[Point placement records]
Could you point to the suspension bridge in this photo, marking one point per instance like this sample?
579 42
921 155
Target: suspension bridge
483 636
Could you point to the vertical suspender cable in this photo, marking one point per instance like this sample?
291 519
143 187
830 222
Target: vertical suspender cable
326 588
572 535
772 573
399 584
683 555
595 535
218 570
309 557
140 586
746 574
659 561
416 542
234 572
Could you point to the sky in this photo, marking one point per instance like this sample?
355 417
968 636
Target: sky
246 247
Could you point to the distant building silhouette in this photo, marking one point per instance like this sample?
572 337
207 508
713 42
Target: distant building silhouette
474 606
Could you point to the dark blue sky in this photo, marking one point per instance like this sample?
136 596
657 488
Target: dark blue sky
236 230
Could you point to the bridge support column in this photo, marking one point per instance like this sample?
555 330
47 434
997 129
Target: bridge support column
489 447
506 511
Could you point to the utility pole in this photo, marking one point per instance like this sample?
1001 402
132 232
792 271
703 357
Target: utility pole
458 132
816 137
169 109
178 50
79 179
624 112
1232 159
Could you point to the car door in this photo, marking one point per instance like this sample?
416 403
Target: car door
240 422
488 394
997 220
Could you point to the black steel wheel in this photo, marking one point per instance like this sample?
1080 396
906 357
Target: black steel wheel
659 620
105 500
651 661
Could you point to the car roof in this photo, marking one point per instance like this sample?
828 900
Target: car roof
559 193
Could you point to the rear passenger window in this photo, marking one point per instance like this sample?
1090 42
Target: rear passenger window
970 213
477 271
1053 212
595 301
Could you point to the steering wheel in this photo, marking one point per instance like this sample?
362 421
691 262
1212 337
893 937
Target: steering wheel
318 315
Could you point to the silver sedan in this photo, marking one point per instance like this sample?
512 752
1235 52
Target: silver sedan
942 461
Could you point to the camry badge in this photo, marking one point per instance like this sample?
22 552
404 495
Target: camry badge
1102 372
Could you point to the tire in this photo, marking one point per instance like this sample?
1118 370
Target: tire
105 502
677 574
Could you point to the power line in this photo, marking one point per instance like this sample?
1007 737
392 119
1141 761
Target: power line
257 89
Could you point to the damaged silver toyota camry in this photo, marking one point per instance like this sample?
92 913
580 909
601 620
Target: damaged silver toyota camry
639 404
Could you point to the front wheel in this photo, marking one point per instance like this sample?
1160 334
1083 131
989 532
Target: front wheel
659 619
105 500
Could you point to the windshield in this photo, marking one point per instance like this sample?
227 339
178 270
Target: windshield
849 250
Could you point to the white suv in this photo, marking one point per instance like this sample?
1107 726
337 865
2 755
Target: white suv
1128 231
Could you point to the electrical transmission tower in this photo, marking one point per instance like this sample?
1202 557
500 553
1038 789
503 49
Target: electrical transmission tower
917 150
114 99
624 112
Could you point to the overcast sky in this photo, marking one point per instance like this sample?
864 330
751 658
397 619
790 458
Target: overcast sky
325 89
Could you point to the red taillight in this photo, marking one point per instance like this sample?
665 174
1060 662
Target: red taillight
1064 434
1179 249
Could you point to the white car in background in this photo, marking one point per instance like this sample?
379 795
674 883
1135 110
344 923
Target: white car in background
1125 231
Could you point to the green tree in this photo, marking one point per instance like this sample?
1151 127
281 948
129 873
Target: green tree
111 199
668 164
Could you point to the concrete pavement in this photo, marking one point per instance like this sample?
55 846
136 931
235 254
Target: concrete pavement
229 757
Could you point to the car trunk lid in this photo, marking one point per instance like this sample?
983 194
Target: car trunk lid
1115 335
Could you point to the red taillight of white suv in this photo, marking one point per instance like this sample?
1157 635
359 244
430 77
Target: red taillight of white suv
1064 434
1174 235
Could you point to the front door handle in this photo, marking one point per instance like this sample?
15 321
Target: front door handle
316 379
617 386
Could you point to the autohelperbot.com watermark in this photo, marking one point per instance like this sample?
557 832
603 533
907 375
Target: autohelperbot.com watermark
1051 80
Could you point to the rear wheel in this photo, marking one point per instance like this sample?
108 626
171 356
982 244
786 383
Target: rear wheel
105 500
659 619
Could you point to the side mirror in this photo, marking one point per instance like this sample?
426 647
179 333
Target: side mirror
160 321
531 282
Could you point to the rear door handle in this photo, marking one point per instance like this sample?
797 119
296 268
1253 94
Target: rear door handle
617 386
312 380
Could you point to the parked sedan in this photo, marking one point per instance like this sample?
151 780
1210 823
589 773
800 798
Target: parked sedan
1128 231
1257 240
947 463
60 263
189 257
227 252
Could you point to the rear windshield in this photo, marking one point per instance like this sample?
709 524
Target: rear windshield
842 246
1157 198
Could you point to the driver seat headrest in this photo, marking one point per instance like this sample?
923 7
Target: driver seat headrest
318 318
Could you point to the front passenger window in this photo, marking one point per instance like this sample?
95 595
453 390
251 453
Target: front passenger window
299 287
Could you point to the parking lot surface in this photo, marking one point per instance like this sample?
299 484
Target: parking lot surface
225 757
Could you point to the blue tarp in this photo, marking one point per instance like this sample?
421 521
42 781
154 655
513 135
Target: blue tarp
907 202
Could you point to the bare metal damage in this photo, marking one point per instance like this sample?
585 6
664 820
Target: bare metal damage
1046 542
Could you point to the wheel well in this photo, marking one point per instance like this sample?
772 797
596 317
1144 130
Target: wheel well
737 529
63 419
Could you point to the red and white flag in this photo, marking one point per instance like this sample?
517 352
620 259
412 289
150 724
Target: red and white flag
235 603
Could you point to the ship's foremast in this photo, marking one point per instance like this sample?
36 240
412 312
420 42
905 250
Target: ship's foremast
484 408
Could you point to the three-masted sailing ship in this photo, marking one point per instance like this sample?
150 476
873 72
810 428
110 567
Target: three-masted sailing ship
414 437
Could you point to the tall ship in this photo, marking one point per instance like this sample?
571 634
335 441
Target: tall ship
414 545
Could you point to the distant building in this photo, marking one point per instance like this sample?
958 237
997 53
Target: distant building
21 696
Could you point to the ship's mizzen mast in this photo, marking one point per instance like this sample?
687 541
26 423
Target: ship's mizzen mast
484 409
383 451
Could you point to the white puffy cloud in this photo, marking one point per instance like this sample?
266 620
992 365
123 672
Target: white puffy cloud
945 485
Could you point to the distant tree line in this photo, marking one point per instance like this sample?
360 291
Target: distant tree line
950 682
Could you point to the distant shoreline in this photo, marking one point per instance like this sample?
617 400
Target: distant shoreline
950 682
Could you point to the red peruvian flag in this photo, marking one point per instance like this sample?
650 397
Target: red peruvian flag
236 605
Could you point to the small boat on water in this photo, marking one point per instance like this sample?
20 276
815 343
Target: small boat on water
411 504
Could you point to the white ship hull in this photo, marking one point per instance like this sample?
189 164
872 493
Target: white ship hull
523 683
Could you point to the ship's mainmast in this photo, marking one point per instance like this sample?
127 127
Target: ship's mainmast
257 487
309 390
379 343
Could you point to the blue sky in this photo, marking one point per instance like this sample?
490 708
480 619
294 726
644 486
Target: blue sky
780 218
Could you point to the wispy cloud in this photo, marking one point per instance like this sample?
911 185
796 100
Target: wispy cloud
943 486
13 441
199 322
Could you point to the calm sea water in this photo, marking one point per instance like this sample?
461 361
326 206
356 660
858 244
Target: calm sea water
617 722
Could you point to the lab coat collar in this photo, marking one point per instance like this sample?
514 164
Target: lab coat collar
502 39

• **Work to be completed**: Rewrite all of the records above, substituting "placing one point on each instance" for every occurrence of "marking one point per instance" and leaving everything else unchanged.

• **Correct output**:
Could you point to the suspension bridge in this photo, placing one point on each instance like this sample?
579 42
921 155
Target: suspension bridge
483 636
Could you point to the vertical suspender cable in this photo, placing one point on each instance like this sample?
291 519
143 187
830 222
Target: vertical suspender cable
326 588
572 535
772 573
399 584
683 555
595 535
218 570
309 557
140 586
746 574
659 561
416 542
234 572
Could you point to the sky in this photo, placing one point on each instance like this sample?
355 417
968 636
Target: sky
246 247
Could you point to the distant building silhouette in this photo, placing one point on each instance like this sample?
572 337
207 508
713 42
Target: distant building silhouette
474 606
Could you point to the dark blue sky in this photo, placing one point on each instance like this sample?
136 596
657 488
Target: dark blue sky
236 230
Could you point to the bridge support column in this photo, placing one point on each instance like this sample?
555 330
47 434
997 129
Target: bridge support column
489 447
506 511
Could you point to the utility pole in this photo, placing one point on each instance like this sample?
1001 402
132 232
792 271
703 357
Target: utility pole
458 132
816 137
169 109
178 50
79 179
624 112
1232 159
Could you point to the car door in this photo, placing one point on each instance like this sample?
416 403
Target: car door
240 422
488 394
997 220
Could you point to the black steel wheel in this photo, placing one point on each instance like this sample?
1080 396
906 357
Target: black steel wheel
659 620
105 500
651 661
Could you point to the car roof in this photo, placing one point on each instance like this sample?
828 900
Target: car roof
559 193
Could you point to the rear passenger window in this photo, placing one point on each instance like this sample?
1090 42
Target: rear passenger window
970 213
477 271
1053 212
595 301
Could you point to the steering wheel in this photo, placing one point on each instance like this sample?
362 421
691 262
1212 337
893 937
Target: steering wheel
318 315
Could you point to the silver sedan in this photo, placing one point on each instance like this sample?
512 752
1235 52
Target: silver sedan
942 461
Could you point to the camry badge in this photo, placing one point on each instance like this sample?
22 552
404 495
Target: camry badge
1102 372
Could you point to the tire in this photo, placing one point on each instance like this sample?
1118 370
Target: tire
105 502
677 574
Could you point to the power line in this photo, placing one point on each instance like this sample?
1007 737
392 119
1141 761
Target: power line
257 89
Could you point to the damaged silver toyota camry in this photo, placing one point on each instance like this sample?
92 913
580 909
601 620
Target: damaged silver toyota camry
639 404
Could you point to the front wheel in this photo, placing one point on each instance like this sample?
1160 334
1083 131
989 532
Target: front wheel
659 619
105 500
Could you point to the windshield in this photo, placing one point on each instance like this sample?
227 339
178 270
Target: windshield
849 250
Could you point to the white suv in this photo, placing one point on each instance like this sample?
1107 726
337 865
2 755
Target: white suv
1128 231
Could you point to the electrical transmission tower in this photo, placing one point on each instance like this sample?
1202 557
500 553
1038 789
503 49
Target: electrical transmission tower
917 150
114 99
624 112
Could you point to the overcast sky in this photo, placing one point on each instance like this sample?
864 330
751 658
397 619
790 458
Target: overcast sky
325 89
Could you point to the red taillight in this photo, placing one point on each instance like this sample?
665 174
1060 662
Target: red taillight
1064 434
1179 249
Could you point to the white car in background in this photo, placing one point on each instance like this sample?
379 795
674 883
1135 110
344 923
Target: white car in background
1125 231
Could you point to the green tree in this photo, placing one point on each instance like this sample?
1151 127
281 948
129 873
Target: green tree
111 199
668 164
Could you point to the concrete pavement in this photo, placing one point on each instance like this sample?
55 846
136 931
235 254
Target: concrete pavement
229 757
Could you point to the car trunk lid in this photo, placing one point on each instance like this sample?
983 194
Target: car trunk lid
1115 335
Could you point to the red taillight of white suv in this photo, placing one point on each instance like this sample?
1157 635
359 244
430 77
Target: red taillight of white suv
1064 434
1174 235
Could you point to the front door handle in this photo, placing one point on each instance like this sample?
15 321
Target: front door handle
316 379
617 386
Could you point to the autohelperbot.com watermark in this photo, placing one point on each instance like this sample?
557 832
603 533
907 375
Target: autohelperbot.com watermark
1051 80
Could you point to the rear wheel in this photo, placing one point on each instance like this sample?
108 626
171 356
982 244
786 383
Target: rear wheel
105 500
659 619
Could you point to the side mirror in this photo, placing one point on each instance like this sample?
426 647
179 333
Target: side mirror
160 321
531 282
Could you point to the rear door handle in this photo, placing one point on each instance like this sample?
797 119
296 268
1253 94
Target: rear door handle
617 386
312 380
Could you point to the parked sedan in this photo, placing one point on each instance like this sample?
151 780
1210 823
589 773
800 798
Target: parked sedan
1128 231
1257 240
947 463
60 263
189 257
227 252
Could you point to the rear windshield in this photo, placing one point on each instance like this sample?
709 524
Target: rear windshield
842 246
1157 198
Could you point to the driver seat headrest in this photo, placing one point on each instance like this sample?
923 7
Target: driver seat headrest
318 318
Could you point to the front passenger window in this photo, placing one point on each instance like this sample?
95 595
453 390
251 453
Target: front passenger window
299 287
Could you point to the parking lot surface in this photo, placing one point on each instance like this sample?
299 484
Target: parking lot surface
225 757
Could you point to the blue tarp in this photo, placing one point on each instance like this sample?
421 521
42 781
154 655
513 135
Target: blue tarp
907 202
Could you point to the bare metal damage in this photo, placing one point on each instance like this sample?
585 6
664 820
Target: bare metal damage
1046 542
Could you point to the wheel well in this photo, placing one point on each instance like this sample?
772 797
596 317
1144 130
Target: wheel well
737 529
63 419
Could you point to the red and white flag in this photo, placing one point on each instance like this sample?
517 352
620 259
412 289
150 724
Target: red and white flag
235 603
Could you point to the ship's foremast in this photo, placing one point on each instance like this sample?
36 240
412 312
420 42
905 250
Target: ship's foremast
484 408
Could you point to the three-masted sailing ship in this photo, placing one point on each instance like this sample?
150 476
873 72
810 428
110 567
Target: three-masted sailing ship
414 437
Could you point to the tall ship in this photo, placing one point on each instance like this sample?
571 634
335 441
Target: tall ship
414 545
Could you point to the distant building in this photo, placing one point on each instance like this sample?
958 237
997 53
Target: distant building
21 696
Could you point to the ship's mizzen mast in this photo, placing one point on each instance like this sample?
687 541
26 423
Target: ship's mizzen mast
484 409
383 451
Could you point to the white puffy cloud in this photo, placing one point on each instance like this sample?
266 620
992 365
123 672
Target: white puffy cloud
945 485
Could you point to the distant tree line in this photo, placing one point on each instance like this sample?
360 291
Target: distant tree line
950 682
Could you point to the distant shoreline in this photo, placing one point on each instance like this sample?
617 400
Target: distant shoreline
950 682
Could you point to the red peruvian flag in this photo, placing one point on each instance like this sample?
650 397
Target: red peruvian flag
236 605
Could you point to the small boat on water in this photo, placing one point on each instance like this sample?
20 276
815 343
Target: small boat on water
411 504
Could you point to the white ship hull in this photo, placing one point on each instance like this sample?
189 164
872 493
Target: white ship hull
523 683
Could you point to the ship's mainmast in this photo, placing one point on each instance like this sample?
127 127
Target: ship's mainmast
257 487
309 390
379 343
Could you point to the blue sky in this photo, placing one point on each instance like this sample?
490 708
480 619
294 726
644 486
Target: blue sky
780 218
Could you point to the wispy cloud in this photo, placing one point on each instance like this sample?
911 185
796 100
Target: wispy cloud
943 486
13 441
199 322
Could you point to the calm sea water in this photo, placing one point on each instance like this sample?
461 361
326 206
356 660
858 244
Target: calm sea water
617 722
Could you point to the lab coat collar in this photo, placing one point on each instance like this sample?
514 164
Target: lab coat collar
502 39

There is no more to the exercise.